● ACTIONS TO TAKE:
- A) Name every organization that the awards announcement says is being honored this year.
- B) Answer these from the awards announcement:
(i) Since what year have the Nonprofit Mission Awards been presented?
(ii) Before how many nonprofit professionals will MCN present this year's honorees?
(iii) In what year was Foster Advocates founded?

● TEXT:
──────────────────────────────
The Minnesota Council of Nonprofits (MCN) is pleased to announce four Minnesota nonprofits that have made outstanding contributions to our state’s high quality of life as recipients of 2023 Minnesota Nonprofit Mission Awards. Presented each year since 1987, the Nonprofit Mission Awards recognize and honor the contributions of Minnesota nonprofits in the areas of Advocacy, Anti-Racism Initiative, Innovation, and Responsive Philanthropy. Organizations honored this year are Blandin Foundation, Foster Advocates, Native Governance Center, and Second Harvest North Central Food Bank.
MCN will present this year’s honorees before more than 650 nonprofit professionals on Thursday, September 21 as part of the virtual 2023 MCN Annual Conference in Duluth, MN. Recipients also receive recognition to over 14,000 readers in Nonprofit News, a professionally produced video featuring their work, a unique sculpture from Minnesota artists, and a cash award.
2023 Nonprofit Mission Award Recipients
Advocacy Award (see watch award video): Foster Advocates was founded in 2018 to address the lack of advocacy organizations working to improve the foster care space in Minnesota. As the only organization led by Fosters and for Fosters, the St. Paul-based nonprofit seeks to create a unique and outsized impact through relationships, research, and reform for the 14,000 current and uncounted former Fosters across Minnesota. Through the guidance of the Community Board, a leadership program for Fosters to lead policy efforts, the organization identified, prioritized, and passed four bills in three years, including a bill that established an Ombudsperson for Foster Youth and another, the Fostering Higher Education Act, that provides free college tuition to individuals that have been in the Minnesota foster care system.
──────────────────────────────
Excerpts from a dataset

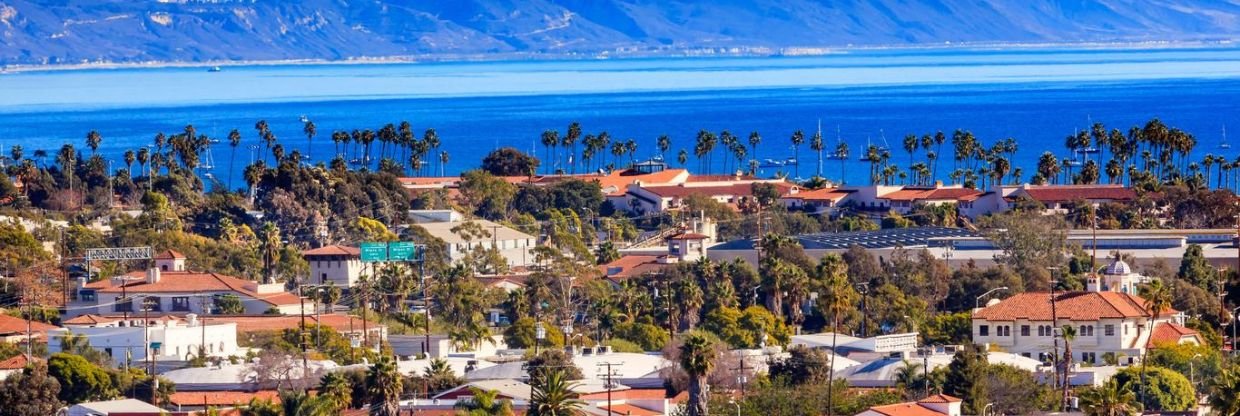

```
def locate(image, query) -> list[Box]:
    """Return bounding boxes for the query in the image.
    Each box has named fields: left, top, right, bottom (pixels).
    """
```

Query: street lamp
left=973, top=286, right=1008, bottom=309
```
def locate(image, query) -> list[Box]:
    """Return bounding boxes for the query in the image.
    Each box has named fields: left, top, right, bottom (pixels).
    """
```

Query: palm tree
left=454, top=386, right=513, bottom=416
left=280, top=391, right=340, bottom=416
left=319, top=371, right=353, bottom=412
left=790, top=130, right=805, bottom=178
left=815, top=255, right=856, bottom=415
left=810, top=132, right=825, bottom=178
left=681, top=334, right=715, bottom=416
left=86, top=130, right=103, bottom=155
left=526, top=369, right=585, bottom=416
left=366, top=355, right=403, bottom=416
left=1060, top=325, right=1076, bottom=404
left=1080, top=380, right=1135, bottom=416
left=1209, top=366, right=1240, bottom=416
left=1137, top=279, right=1172, bottom=402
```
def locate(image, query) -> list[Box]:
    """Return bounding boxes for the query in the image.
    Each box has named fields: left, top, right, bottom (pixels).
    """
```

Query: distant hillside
left=0, top=0, right=1240, bottom=65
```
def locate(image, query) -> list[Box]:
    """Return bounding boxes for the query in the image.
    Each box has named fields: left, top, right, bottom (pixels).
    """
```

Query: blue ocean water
left=0, top=47, right=1240, bottom=186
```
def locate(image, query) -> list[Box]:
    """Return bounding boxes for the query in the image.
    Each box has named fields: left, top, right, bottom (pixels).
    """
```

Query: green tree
left=481, top=148, right=538, bottom=176
left=0, top=363, right=63, bottom=416
left=366, top=355, right=403, bottom=416
left=680, top=334, right=717, bottom=416
left=944, top=344, right=990, bottom=415
left=1115, top=366, right=1194, bottom=411
left=47, top=353, right=117, bottom=404
left=1209, top=366, right=1240, bottom=416
left=1080, top=380, right=1135, bottom=416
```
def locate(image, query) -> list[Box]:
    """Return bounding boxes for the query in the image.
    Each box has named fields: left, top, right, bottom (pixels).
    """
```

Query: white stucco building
left=47, top=314, right=246, bottom=366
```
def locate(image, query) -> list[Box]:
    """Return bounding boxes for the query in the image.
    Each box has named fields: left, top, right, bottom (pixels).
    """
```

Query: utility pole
left=599, top=363, right=619, bottom=415
left=733, top=355, right=749, bottom=400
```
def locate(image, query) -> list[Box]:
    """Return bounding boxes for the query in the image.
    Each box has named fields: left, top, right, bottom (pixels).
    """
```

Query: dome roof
left=1102, top=258, right=1132, bottom=274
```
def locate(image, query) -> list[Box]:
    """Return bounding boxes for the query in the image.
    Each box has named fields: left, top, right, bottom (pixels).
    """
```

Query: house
left=63, top=399, right=167, bottom=416
left=0, top=313, right=58, bottom=344
left=972, top=263, right=1202, bottom=364
left=857, top=394, right=962, bottom=416
left=414, top=220, right=538, bottom=267
left=66, top=252, right=312, bottom=318
left=301, top=245, right=366, bottom=288
left=0, top=354, right=42, bottom=380
left=598, top=232, right=711, bottom=284
left=47, top=314, right=246, bottom=366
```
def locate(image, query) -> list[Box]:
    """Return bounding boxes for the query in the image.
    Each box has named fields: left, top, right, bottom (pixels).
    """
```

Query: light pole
left=973, top=286, right=1008, bottom=309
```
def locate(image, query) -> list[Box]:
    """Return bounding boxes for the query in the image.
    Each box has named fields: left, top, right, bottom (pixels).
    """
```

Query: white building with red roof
left=857, top=394, right=963, bottom=416
left=972, top=270, right=1202, bottom=364
left=66, top=250, right=314, bottom=318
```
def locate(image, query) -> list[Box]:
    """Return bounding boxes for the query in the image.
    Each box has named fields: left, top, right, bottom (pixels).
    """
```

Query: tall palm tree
left=815, top=255, right=857, bottom=415
left=681, top=334, right=717, bottom=416
left=1137, top=279, right=1172, bottom=402
left=526, top=369, right=585, bottom=416
left=1208, top=366, right=1240, bottom=416
left=366, top=355, right=403, bottom=416
left=1080, top=380, right=1140, bottom=416
left=454, top=386, right=513, bottom=416
left=1060, top=325, right=1076, bottom=404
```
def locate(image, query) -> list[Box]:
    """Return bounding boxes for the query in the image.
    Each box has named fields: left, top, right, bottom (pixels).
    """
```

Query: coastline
left=0, top=40, right=1240, bottom=75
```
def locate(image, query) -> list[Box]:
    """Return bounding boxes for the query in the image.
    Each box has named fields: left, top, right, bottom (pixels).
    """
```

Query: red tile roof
left=301, top=245, right=361, bottom=256
left=0, top=354, right=40, bottom=370
left=0, top=314, right=58, bottom=335
left=598, top=402, right=662, bottom=416
left=599, top=256, right=667, bottom=279
left=94, top=272, right=300, bottom=305
left=1017, top=185, right=1137, bottom=202
left=151, top=248, right=185, bottom=260
left=973, top=292, right=1179, bottom=322
left=641, top=183, right=792, bottom=197
left=869, top=402, right=945, bottom=416
left=167, top=390, right=280, bottom=406
left=202, top=313, right=381, bottom=333
left=1146, top=322, right=1202, bottom=346
left=918, top=394, right=963, bottom=404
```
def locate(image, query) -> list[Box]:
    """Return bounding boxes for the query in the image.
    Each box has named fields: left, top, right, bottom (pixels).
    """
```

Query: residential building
left=63, top=399, right=169, bottom=416
left=0, top=313, right=58, bottom=344
left=47, top=314, right=246, bottom=366
left=857, top=394, right=962, bottom=416
left=0, top=354, right=42, bottom=380
left=972, top=266, right=1202, bottom=364
left=66, top=257, right=312, bottom=318
left=301, top=245, right=366, bottom=288
left=414, top=220, right=538, bottom=267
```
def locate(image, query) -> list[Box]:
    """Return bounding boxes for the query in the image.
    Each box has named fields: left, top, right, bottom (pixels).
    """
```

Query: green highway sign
left=388, top=241, right=415, bottom=262
left=360, top=242, right=387, bottom=262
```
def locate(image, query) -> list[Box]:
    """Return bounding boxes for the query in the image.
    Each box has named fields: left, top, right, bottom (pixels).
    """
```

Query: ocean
left=0, top=47, right=1240, bottom=188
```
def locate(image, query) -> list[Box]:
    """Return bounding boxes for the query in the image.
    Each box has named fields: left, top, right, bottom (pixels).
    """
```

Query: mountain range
left=0, top=0, right=1240, bottom=65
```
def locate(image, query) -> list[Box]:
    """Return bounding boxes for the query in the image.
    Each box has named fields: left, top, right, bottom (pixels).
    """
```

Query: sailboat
left=818, top=124, right=848, bottom=160
left=1219, top=124, right=1231, bottom=149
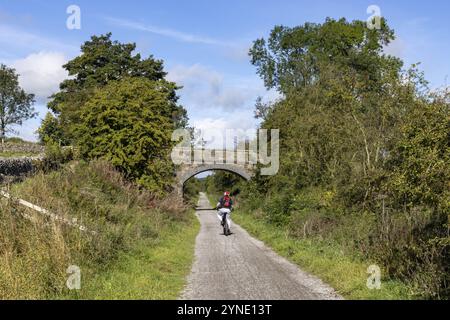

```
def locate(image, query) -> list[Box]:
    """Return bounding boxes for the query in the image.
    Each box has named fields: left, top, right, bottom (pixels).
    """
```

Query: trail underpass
left=180, top=193, right=342, bottom=300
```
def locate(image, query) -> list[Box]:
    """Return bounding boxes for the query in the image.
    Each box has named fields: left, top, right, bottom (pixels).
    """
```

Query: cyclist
left=216, top=191, right=233, bottom=227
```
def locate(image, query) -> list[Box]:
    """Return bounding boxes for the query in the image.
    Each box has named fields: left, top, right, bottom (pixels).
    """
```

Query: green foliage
left=241, top=19, right=450, bottom=298
left=0, top=161, right=198, bottom=299
left=0, top=64, right=37, bottom=141
left=48, top=33, right=187, bottom=143
left=77, top=78, right=177, bottom=193
left=37, top=112, right=69, bottom=146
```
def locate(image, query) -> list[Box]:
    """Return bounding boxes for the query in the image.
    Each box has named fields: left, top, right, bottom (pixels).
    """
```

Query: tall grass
left=0, top=162, right=197, bottom=299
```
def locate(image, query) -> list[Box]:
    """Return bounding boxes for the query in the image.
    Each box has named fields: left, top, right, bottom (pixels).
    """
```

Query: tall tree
left=0, top=64, right=37, bottom=144
left=44, top=33, right=187, bottom=143
left=77, top=78, right=180, bottom=194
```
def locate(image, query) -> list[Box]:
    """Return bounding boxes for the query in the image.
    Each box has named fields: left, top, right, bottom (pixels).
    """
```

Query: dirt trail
left=181, top=194, right=342, bottom=300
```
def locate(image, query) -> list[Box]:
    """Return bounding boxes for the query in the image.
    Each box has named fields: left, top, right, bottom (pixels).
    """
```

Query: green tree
left=0, top=64, right=37, bottom=144
left=37, top=112, right=68, bottom=145
left=48, top=33, right=187, bottom=142
left=76, top=77, right=178, bottom=194
left=250, top=18, right=402, bottom=94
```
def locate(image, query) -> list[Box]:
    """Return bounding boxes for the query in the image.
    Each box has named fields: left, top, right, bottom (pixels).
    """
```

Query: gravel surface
left=181, top=194, right=342, bottom=300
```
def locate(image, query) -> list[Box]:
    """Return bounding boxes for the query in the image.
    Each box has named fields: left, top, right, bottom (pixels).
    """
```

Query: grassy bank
left=69, top=212, right=198, bottom=300
left=0, top=162, right=198, bottom=299
left=208, top=195, right=411, bottom=299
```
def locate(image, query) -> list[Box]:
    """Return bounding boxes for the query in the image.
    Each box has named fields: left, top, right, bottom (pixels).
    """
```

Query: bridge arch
left=177, top=164, right=253, bottom=194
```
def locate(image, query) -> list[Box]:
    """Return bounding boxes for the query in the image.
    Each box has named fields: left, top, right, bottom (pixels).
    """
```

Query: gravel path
left=181, top=194, right=342, bottom=300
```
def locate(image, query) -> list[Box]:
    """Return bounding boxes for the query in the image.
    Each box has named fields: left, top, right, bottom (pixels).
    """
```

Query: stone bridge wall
left=0, top=142, right=45, bottom=154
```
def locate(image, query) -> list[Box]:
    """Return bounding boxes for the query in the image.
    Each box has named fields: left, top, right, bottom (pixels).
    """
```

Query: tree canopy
left=43, top=33, right=187, bottom=143
left=0, top=64, right=36, bottom=142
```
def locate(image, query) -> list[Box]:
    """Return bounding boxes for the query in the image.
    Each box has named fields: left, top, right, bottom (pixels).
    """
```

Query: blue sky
left=0, top=0, right=450, bottom=140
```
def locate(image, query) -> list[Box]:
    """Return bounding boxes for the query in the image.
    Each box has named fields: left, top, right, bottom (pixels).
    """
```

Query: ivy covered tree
left=44, top=33, right=187, bottom=144
left=0, top=64, right=37, bottom=144
left=76, top=78, right=177, bottom=194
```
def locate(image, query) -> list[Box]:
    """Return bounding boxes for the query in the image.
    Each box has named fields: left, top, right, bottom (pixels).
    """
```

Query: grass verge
left=69, top=213, right=199, bottom=300
left=208, top=195, right=413, bottom=300
left=0, top=161, right=199, bottom=299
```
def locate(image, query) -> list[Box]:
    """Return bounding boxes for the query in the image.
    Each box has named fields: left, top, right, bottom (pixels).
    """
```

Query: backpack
left=223, top=197, right=231, bottom=208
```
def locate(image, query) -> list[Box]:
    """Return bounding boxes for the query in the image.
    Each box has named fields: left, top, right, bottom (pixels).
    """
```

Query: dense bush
left=206, top=19, right=450, bottom=298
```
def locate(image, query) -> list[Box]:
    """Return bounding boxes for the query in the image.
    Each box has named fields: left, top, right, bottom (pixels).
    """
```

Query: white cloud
left=12, top=51, right=68, bottom=102
left=168, top=64, right=265, bottom=110
left=383, top=37, right=406, bottom=58
left=0, top=24, right=79, bottom=53
left=191, top=111, right=258, bottom=149
left=105, top=17, right=231, bottom=46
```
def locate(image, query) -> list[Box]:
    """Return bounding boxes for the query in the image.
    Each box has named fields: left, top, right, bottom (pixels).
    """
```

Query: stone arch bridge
left=175, top=151, right=254, bottom=195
──────────────────────────────
● SOLUTIONS PER TASK:
- A) Blandin Foundation, Foster Advocates, Native Governance Center, Second Harvest North Central Food Bank

- B)
(i) 1987
(ii) More than 650
(iii) 2018